-- Page extract --
**********

EXHIBIT 3
ASSIGNMENT AGREEMENT
ASSIGNMENT AGREEMENT (the "Agreement"), dated as of November 13, 2001,
among TPG Partners III, L.P., T3 Partners, L.P. and T3 Partners II, L.P., each a
Delaware limited partnership (collectively, "TPG"), TPG Wafer Holdings LLC, a
Delaware limited liability company ("Buyer"), Green Equity Investors III, L.P.
("GEI"), Green Equity Investors Side III, L.P. ("GEI Side") and TCW/Crescent
Mezzanine Partners III, L.P. ("TCW"), each a Delaware limited partnership,
TCW/Crescent Mezzanine Trust III, a Delaware trust ("TCW Trust"), TPG Wafer
Partners LLC, a Delaware limited liability company ("Wafer Partners"), and MEMC
Holdings Corporation, a Delaware corporation ("Holdings"). GEI, GEI Side, TCW,
TCW Trust, Wafer Partners and Holdings are referred to herein collectively as
the "New Investors" and each as a "New Investor".

**********

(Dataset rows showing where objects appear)

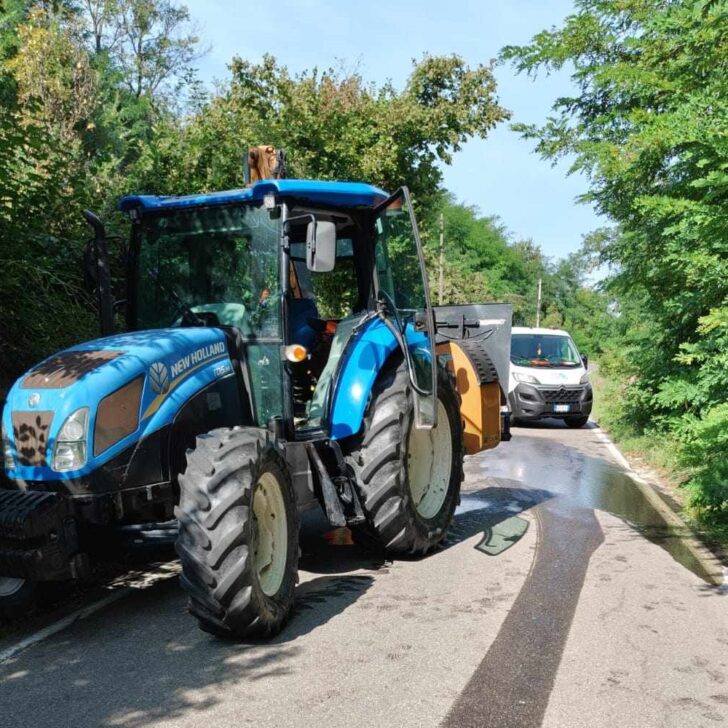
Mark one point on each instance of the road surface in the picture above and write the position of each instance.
(560, 600)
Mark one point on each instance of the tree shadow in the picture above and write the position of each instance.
(483, 511)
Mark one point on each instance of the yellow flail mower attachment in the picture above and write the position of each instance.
(474, 341)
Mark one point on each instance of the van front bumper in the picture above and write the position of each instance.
(534, 401)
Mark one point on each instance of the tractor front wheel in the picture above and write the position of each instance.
(238, 534)
(409, 479)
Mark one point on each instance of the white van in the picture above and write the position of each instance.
(548, 377)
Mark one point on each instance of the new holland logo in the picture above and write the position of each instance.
(159, 377)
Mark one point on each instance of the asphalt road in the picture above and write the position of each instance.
(561, 599)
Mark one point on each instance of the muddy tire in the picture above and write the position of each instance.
(18, 597)
(238, 534)
(408, 479)
(576, 422)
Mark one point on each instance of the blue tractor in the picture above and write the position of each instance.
(281, 354)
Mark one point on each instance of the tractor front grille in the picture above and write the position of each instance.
(30, 431)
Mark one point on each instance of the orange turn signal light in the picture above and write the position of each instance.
(296, 353)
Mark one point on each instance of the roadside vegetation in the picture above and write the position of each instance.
(649, 127)
(99, 98)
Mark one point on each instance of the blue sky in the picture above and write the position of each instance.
(501, 175)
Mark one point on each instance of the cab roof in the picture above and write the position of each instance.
(339, 194)
(539, 332)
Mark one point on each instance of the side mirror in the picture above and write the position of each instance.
(321, 246)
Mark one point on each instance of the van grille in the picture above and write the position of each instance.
(562, 395)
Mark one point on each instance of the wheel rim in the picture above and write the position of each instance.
(429, 464)
(271, 533)
(9, 585)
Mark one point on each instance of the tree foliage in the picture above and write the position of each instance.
(648, 126)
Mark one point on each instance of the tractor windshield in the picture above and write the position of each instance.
(214, 265)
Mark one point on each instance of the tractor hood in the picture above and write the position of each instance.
(129, 384)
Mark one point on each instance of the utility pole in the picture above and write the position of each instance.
(441, 282)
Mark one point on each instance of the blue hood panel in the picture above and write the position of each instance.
(174, 363)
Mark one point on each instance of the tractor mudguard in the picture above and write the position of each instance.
(365, 355)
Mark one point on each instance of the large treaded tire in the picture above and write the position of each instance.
(378, 458)
(217, 534)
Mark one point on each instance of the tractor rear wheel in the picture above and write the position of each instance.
(238, 534)
(409, 479)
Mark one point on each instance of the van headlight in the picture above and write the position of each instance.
(525, 378)
(8, 459)
(70, 449)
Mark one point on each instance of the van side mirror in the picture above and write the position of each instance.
(321, 246)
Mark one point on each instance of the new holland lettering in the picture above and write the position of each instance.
(197, 356)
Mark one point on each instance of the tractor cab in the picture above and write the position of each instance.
(288, 270)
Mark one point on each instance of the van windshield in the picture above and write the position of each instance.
(544, 350)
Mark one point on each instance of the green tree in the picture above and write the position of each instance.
(648, 127)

**********

-- Written request --
Can you carry on the assignment agreement text from its final sentence?

-- Answer to the task --
W I T N E S S E T H :
WHEREAS, pursuant to that certain Purchase Agreement, dated as
of September 30, 2001 (the "Purchase Agreement"), by and among TPG and Buyer, on
the one hand, and E.ON AG, a German corporation, E.ON International Finance
B.V., a Dutch corporation, XXXXXXX Corporation, a Delaware corporation, VEBA
Zweite Verwaltungsgesellschaft mbH, a German corporation, and E.ON North
America, Inc., a Delaware corporation, on the other hand (collectively,
"Sellers"), Buyer has the right to purchase the Shares and the Notes in
accordance with the terms of the Purchase Agreement;
WHEREAS, in accordance with Section 12.03 of the Purchase Agreement, Buyer
wishes to assign its right to purchase the Notes to the New Investors, and the
New Investors wish to accept such assignment; and
WHEREAS, in accordance with Section 12.03 of the Purchase Agreement, Buyer
has notified the Sellers in writing of this proposed assignment and the Sellers
have given their written consent to such assignment.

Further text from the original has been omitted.